-- Text extract --
>>>
From there: a different game entirely.

Tony Mowbray had been pleased with his side’s performance in the first half, pleased with their control and adamant that it was a matter of time before they scored. That control left him confident that he could take a chance, removing a defender and bringing on Patrick Roberts to inject more creativity in the final third. They passed through QPR at will from that moment onwards, threats out wide and threats on the edge of the box. From the moment they forced a corner in the first minute of the second half, it truly was a matter of time.

What will have pleased Mowbray is the foundation that allowed him to be so bold with those attacking players, Dan Ballard and Luke O’Nien coping admirably with the impressive Sinclair Armstrong and Trai Hume typically thunderous in the rare moments a high-risk, high-reward challenge was called for.
<<<
-- Short task 1 --
Duplicate the rows from the line containing "Target: girl's long black hair" through the end of the rows, keeping each line unchanged.

[Rows from a data collection]
>>>
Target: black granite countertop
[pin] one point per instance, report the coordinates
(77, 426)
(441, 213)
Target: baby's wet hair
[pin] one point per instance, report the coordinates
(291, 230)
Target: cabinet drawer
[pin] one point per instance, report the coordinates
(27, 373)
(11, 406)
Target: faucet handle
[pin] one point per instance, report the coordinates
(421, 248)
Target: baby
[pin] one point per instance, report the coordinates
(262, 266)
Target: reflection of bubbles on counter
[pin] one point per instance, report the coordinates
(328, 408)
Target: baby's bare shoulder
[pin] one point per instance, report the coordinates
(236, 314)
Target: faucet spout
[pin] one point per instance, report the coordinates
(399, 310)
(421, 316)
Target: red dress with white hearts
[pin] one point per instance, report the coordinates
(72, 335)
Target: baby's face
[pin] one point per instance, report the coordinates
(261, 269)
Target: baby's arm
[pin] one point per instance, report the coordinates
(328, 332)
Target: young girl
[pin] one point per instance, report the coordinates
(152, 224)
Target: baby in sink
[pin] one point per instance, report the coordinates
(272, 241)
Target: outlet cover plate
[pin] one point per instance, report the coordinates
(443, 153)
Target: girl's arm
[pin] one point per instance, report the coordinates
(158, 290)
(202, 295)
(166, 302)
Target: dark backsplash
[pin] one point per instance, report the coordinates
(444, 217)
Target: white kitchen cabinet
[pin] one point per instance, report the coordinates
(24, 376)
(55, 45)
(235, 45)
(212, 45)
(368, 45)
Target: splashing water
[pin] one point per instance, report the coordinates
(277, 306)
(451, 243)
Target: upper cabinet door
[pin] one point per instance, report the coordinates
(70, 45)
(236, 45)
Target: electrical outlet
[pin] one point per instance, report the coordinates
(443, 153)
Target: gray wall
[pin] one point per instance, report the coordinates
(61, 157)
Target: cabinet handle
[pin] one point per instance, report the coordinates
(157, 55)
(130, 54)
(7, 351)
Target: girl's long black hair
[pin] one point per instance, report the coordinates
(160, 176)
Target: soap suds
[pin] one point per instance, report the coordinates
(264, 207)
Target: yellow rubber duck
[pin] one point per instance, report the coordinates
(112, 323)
<<<
-- Short task 2 --
Set down the match report passage from "From there: a" to "was called for.", word for word.

-- Correct response 1 --
Target: girl's long black hair
[pin] one point per instance, report the coordinates
(160, 176)
Target: soap suds
[pin] one point per instance, report the coordinates
(264, 207)
Target: yellow rubber duck
[pin] one point per instance, report the coordinates
(112, 323)

-- Correct response 2 --
From there: a different game entirely.

Tony Mowbray had been pleased with his side’s performance in the first half, pleased with their control and adamant that it was a matter of time before they scored. That control left him confident that he could take a chance, removing a defender and bringing on Patrick Roberts to inject more creativity in the final third. They passed through QPR at will from that moment onwards, threats out wide and threats on the edge of the box. From the moment they forced a corner in the first minute of the second half, it truly was a matter of time.

What will have pleased Mowbray is the foundation that allowed him to be so bold with those attacking players, Dan Ballard and Luke O’Nien coping admirably with the impressive Sinclair Armstrong and Trai Hume typically thunderous in the rare moments a high-risk, high-reward challenge was called for.